Immutabilità dei principi marxisti

 

Il contenuto teorico e storico dell'opportunismo è rimasto invariato dal giorno in cui il suo principale esponente, Proudhon, lo redasse al fuoco di ben altre battaglie, di gran lunga meno degradanti di quelle cui si vorrebbe costringere il proletariato dei nostri giorni. Marx confutò e derise spietatamente questi «principi» piccolo-borghesi, portando alla luce i principi rivoluzionari comunisti che mai mutò o parzialmente sostituì, neppure quando altre ondate opportuniste si levarono in seno al movimento operaio, per accreditare nuove forme infettive sotto il falso pretesto di «mutate condizioni oggettive».

La battaglia storica dei nostri maestri scavalcò epoche diverse, vide sorgere il proletariato come classe e la borghesia combatterlo sanguinosamente dopo averne sciolta l'alleanza anti-feudale; vide nascere e prosperare la rivoluzione industriale capitalistica e diffondersi e dilagare nel mondo; ne cantò l'esordio rivoluzionario, in quanto sconvolgeva i rapporti sociali tradizionali e spingeva sulla scena delle lotte di classe il nuovo protagonista della storia moderna, il proletariato industriale; ne descrisse le sanguinose vittorie su pacifiche popolazioni tribali; ne predisse la catastrofe e la morte violenta.

Ogni forma dal 1789 al 1871 rivestì la borghesia che, su questo corso necessario, vergò con pugno marxista l'epigrafe tombale.

In meno di un secolo il capitalismo percorse tutta la sua orbita, creò e, secondo che gli conveniva, distrusse ogni forma politica: dalla dittatura aperta e violenta dell'assalto alle Bastiglie del dispotismo assolutista in unione col nascente proletario, fino alla instaurazione del proprio monopolio di classe su tutta la società; dalla creazione delle libere istituzioni parlamentari nello slancio ultimo dei suoi istinti economici, fino alla soppressione di ogni garanzia costituzionale col gonfiarsi smisurato dello Stato, all'imperialismo di Luigi Bonaparte, fascista ante litteram; dalle feconde guerre rivoluzionarie e napoleoniche contro le alleanze assolutiste, fino alle alleanze coi nemici di ieri contro l'eroica canaglia dei Comunardi parigini nelle radiose giornate della gloriosa Comune; dalla rivoluzione fino alla controrivoluzione; dalla nascita al trionfo del proletariato.

La dottrina marxista, metodo storico del proletariato moderno, tutto registrò e fuse in unico blocco.

In quali nuove esperienze poteva esso aver fede, se i protagonisti della lotta di classe avevano vissuto e combattuto ogni fase di trapasso fino alla sconfitta dell'uno e alla vittoria dell'altro contendente?

Quali leggi ormai dovevano provare «un'anima nuova» del capitale, quando prima ancora che l'universo fosse suo monopolio i Ricardo e gli Smith lo avevano denudato e nel suo vivo e palpitante corpo Marx aveva affondato il bisturi della critica rivoluzionaria?

In virtù di quale mai predestinazione il socialismo millantato dai mille giullari del tradimento dovrebbe essere il «Sole dell'avvenire», se questo avvenire non fosse già stato scritto?

-------

Requisiti dell'esercizio
**A)** Riscrivi il brano sull'immutabilità dei principi marxisti da "In quali nuove" fino a "della critica rivoluzionaria?" compreso, mettendo "coltello" al posto di "bisturi".
**B)** Prosegui il testo sull'immutabilità dei principi marxisti a partire dalla sua ultima frase.

-------

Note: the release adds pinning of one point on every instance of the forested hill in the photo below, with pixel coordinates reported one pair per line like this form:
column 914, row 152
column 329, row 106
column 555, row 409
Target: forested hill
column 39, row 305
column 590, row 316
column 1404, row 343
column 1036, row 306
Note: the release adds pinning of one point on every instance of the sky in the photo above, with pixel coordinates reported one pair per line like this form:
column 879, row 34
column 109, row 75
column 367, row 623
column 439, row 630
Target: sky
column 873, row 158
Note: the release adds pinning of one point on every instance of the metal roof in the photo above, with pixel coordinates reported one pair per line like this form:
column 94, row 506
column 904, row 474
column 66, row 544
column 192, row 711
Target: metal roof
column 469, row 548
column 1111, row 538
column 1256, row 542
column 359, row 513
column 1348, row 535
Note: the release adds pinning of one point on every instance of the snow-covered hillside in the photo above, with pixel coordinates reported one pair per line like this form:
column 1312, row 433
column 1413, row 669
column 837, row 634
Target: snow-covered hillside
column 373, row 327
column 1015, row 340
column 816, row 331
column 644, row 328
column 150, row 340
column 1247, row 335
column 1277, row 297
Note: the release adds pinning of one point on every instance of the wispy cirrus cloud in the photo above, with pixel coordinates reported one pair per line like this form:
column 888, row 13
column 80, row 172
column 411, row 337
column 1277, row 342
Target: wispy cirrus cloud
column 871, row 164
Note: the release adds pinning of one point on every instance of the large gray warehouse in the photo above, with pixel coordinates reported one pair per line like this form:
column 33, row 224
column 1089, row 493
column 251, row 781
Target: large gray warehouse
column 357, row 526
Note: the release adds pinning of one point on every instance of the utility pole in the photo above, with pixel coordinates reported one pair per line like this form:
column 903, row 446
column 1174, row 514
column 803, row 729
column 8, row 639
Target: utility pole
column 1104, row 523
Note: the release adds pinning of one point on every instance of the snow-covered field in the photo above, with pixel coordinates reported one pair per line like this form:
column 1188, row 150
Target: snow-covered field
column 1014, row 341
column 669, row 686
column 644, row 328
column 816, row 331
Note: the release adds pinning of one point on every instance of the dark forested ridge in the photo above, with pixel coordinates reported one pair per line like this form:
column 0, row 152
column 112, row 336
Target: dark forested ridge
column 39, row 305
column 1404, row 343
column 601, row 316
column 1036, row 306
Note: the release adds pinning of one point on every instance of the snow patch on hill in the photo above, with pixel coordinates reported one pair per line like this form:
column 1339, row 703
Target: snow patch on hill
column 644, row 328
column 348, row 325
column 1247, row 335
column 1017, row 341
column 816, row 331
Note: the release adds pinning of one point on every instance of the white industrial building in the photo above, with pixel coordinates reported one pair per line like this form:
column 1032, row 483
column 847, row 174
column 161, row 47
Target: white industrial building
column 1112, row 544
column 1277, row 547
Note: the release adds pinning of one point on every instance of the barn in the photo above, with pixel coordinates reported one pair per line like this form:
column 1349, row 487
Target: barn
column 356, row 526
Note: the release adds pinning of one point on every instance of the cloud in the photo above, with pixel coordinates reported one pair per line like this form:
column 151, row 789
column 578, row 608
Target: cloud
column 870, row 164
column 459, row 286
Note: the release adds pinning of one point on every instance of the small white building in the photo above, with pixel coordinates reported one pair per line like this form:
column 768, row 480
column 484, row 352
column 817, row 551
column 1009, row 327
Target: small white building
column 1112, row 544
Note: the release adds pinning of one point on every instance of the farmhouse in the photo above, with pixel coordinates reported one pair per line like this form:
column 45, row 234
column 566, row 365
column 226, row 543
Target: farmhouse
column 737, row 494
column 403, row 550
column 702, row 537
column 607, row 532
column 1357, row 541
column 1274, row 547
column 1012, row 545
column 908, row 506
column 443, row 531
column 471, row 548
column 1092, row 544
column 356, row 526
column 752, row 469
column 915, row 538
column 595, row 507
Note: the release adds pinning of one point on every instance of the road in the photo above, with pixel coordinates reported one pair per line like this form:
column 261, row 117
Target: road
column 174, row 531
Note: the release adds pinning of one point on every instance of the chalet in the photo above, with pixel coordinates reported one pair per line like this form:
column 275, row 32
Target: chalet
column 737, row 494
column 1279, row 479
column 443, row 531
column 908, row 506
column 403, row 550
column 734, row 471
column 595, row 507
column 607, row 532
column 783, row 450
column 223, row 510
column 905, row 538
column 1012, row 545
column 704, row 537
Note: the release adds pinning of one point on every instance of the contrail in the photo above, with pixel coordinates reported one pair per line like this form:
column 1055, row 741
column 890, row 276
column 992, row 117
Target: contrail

-------

In risposta
**A)**
In quali nuove esperienze poteva esso aver fede, se i protagonisti della lotta di classe avevano vissuto e combattuto ogni fase di trapasso fino alla sconfitta dell'uno e alla vittoria dell'altro contendente?

Quali leggi ormai dovevano provare «un'anima nuova» del capitale, quando prima ancora che l'universo fosse suo monopolio i Ricardo e gli Smith lo avevano denudato e nel suo vivo e palpitante corpo Marx aveva affondato il coltello della critica rivoluzionaria?

**B)**
La rivoluzione proletaria aveva vinto ancor prima che i suoi combattenti la vedessero trionfare, perché ne avevano scoperte le leggi. Se la borghesia non ebbe sicura coscienza della sua vittoria prima che mettesse le ali, lo dovette alla sua natura di classe che celava in seno l'altra vocazione controrivoluzionaria: quella contro il proletariato che necessariamente nutriva e allevava nel suo seno.

Il proletariato non alleva altra classe subordinata; in ciò sta il suo carattere rivoluzionario integrale, che lo schiera contro tutte le altre classi e semi-classi della società.

 

Le "scoperte" (sempre le stesse) dell'opportunismo.

 

Ad oltre un secolo dalla nascita della prima battaglia proletaria che ruppe l'incantesimo dell'unione nazionale tra operai e borghesi per merito dei fucili di Cavaignac; a neppure un secolo dall'apparizione del primo Stato proletario nella Comune di Parigi, gli assalti ai principi si sono susseguiti sull'onda del deflusso rivoluzionario, generatore di ulteriori ripresa della produzione capitalistica.

Ogni ondata opportunista, quindi, ha di «nuovo» solo la veste esteriore. Il contenuto è sempre il solito, sebbene chiamato con nomi diversi, ma la sua caratteristica peculiare è proprio la pretesa di «arricchire» la dottrina marxista, di «rinnovarla» nelle sue parti «caduche» sostituendo le logore con altre «fresche», appena uscite dalla fabbrica delle novità come una delle tante merci della putrida industria borghese.

I fenomeni sociali non sono mai allo stato puro, e ciò per la presenza di altre classi oltre la borghesia e il proletariato, che confondono i terini della lotta con la loro natura equivoca. E' il caso della piccola e media borghesia rurale e urbana, generatrice del capitalismo, ma che il capitalismo a sua volta in una certa misura rigenera. La piccola borghesia è la riproduzione agamica del capitalismo.

L'oscillare degli strati piccolo-borghesi fra i due estremi del proletariato e della borghesia, rispettivamente nelle fasi di ascesa e di rinculo della rivoluzione, caratterizzano il prevalere o meno dell'opportunismo in seno al movimento operaia. Che l'opportunismo sia una ideologia piccolo-borghese è tesi di Marx e di Lenin, prima che di noi.

Ogni ondata, così, ha la sua «scoperta». Nell'epoca d'oro della fine del secolo scorso, la «scoperta» di Bernstein fu che il socialismo si conquista ogni giorno nelle lotte quotidiane, e che l'essenziale per i proletari è il movimento incessante, l'attività continua, non il fine.

Il rifiorire della produzione capitalistica sembrava ridare una patente di eternità al capitalismo, e la piccola borghesia, infingarda e vigliacca, non voleva saperne di affiancare il proletariato in una lotta storica in cui, in quel momento, avrebbe rischiato tutti i vantaggi economici, sociali e politici che invece una tacita alleanza col grande capitale le offriva.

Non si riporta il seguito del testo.